## MATERIAL PROVIDED

- - - -

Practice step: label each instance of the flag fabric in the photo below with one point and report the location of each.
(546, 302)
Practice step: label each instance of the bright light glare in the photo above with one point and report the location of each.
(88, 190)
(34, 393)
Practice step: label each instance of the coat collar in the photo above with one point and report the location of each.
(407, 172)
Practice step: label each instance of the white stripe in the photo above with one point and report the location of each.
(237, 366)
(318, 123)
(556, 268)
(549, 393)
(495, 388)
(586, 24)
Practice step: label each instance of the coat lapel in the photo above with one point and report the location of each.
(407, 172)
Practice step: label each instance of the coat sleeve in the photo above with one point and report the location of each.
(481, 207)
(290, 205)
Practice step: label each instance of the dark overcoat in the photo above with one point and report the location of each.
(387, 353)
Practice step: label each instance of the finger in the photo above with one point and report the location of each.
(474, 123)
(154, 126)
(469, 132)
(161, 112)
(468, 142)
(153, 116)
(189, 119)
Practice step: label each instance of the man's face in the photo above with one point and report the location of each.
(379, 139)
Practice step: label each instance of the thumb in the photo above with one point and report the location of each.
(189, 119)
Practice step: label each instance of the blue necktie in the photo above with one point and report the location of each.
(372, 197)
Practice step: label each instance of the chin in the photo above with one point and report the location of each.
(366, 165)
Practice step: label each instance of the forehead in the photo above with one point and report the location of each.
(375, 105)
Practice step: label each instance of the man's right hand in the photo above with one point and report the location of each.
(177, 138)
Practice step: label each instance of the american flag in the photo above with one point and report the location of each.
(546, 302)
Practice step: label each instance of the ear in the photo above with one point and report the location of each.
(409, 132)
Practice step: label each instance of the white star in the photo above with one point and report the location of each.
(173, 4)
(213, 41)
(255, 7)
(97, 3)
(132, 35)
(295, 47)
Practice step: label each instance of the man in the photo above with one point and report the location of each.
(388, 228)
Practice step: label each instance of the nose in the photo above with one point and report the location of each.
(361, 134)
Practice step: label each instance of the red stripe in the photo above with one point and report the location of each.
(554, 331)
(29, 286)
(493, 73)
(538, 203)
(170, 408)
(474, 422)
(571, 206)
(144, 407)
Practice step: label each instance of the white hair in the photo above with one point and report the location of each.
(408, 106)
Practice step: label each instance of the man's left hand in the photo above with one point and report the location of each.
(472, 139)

- - - -

## STATED PROBLEM
Please edit the lines above so that "Practice step" becomes "Exercise step" everywhere it occurs, leaving everything else unchanged.

## SOLVED EXERCISE
Exercise step: label each instance of the flag fabric in the photo below with one point and report the location of each.
(546, 302)
Exercise step: label each instance of the bright light glare in the photo above with one point and report the location of each.
(88, 190)
(34, 393)
Exercise step: label each instance of the coat collar in the photo above with one point and report the location of each.
(407, 172)
Exercise step: label each instance of the white stripe in the photo above with one point and report the location of each.
(237, 366)
(318, 123)
(556, 268)
(549, 393)
(495, 388)
(586, 24)
Exercise step: label each instance of the coat lapel in the photo above with one point and report the location of each.
(407, 172)
Exercise step: label each instance of the coat sleeve in the photo above with one point and report the location of each.
(481, 207)
(290, 205)
Exercise step: label each instance of the dark overcoat in the photo above with one point and report the location of each.
(387, 353)
Exercise step: label each instance of the finger in the photo above with one point and report the location of each.
(474, 123)
(154, 126)
(469, 132)
(161, 112)
(468, 142)
(153, 116)
(189, 119)
Exercise step: label each instance of the man's face in the photo above with one point and report the location of each.
(379, 139)
Exercise step: label each instance of the thumb in the photo above with one point and report the location of each.
(189, 119)
Exercise step: label each instance of the blue necktie in the photo above with one point and report the location of each.
(372, 197)
Exercise step: label each instance of the chin in the photo above with one point and report the location of each.
(366, 165)
Exercise step: label each instance of the forehead in the photo above with one point and report the location of each.
(375, 105)
Exercise step: label each instance of the man's right hand in the photo above with one point and report the location of each.
(177, 138)
Exercise step: label each instance of the american flag in the photo above with one point and report the location of each.
(546, 302)
Exercise step: label each instance of the ear in the photo above with one point and report the location of each.
(409, 132)
Exercise step: label each instance of the white star in the photo above with one point and report the location of each.
(173, 4)
(213, 41)
(255, 7)
(97, 3)
(132, 35)
(295, 47)
Exercise step: label each instance of the man in the photo above with one point and report the location of each.
(388, 228)
Exercise step: label each instance of the nose in the photo above with one point and report the location of each.
(361, 134)
Exercise step: label each instance of the red stripe in the photo above with one point and report the location of each.
(554, 331)
(29, 286)
(493, 73)
(538, 203)
(170, 408)
(474, 422)
(571, 206)
(144, 407)
Exercise step: label each instance of the white hair in the photo above with one point and report the location of each.
(408, 106)
Exercise step: label each instance of the man's left hand in the photo above with one point and report the location of each.
(472, 139)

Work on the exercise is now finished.